What this task involves :: Where a line in the records below includes "kayak", pull that line out.

Record excerpts ::

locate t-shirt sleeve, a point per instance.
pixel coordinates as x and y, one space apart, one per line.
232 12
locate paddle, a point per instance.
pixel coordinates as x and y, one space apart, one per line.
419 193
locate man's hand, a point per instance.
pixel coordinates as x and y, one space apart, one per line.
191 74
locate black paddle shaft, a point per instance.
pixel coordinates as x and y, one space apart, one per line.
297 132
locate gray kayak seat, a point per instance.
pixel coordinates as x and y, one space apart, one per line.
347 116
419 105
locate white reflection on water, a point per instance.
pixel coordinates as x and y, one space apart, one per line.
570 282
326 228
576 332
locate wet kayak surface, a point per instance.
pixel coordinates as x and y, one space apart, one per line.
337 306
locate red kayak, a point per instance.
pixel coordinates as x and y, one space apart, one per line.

Response area ::
locate gray kayak seat, a point per instance.
locate wet kayak surface, a point per instance.
locate red kayak, a point per instance.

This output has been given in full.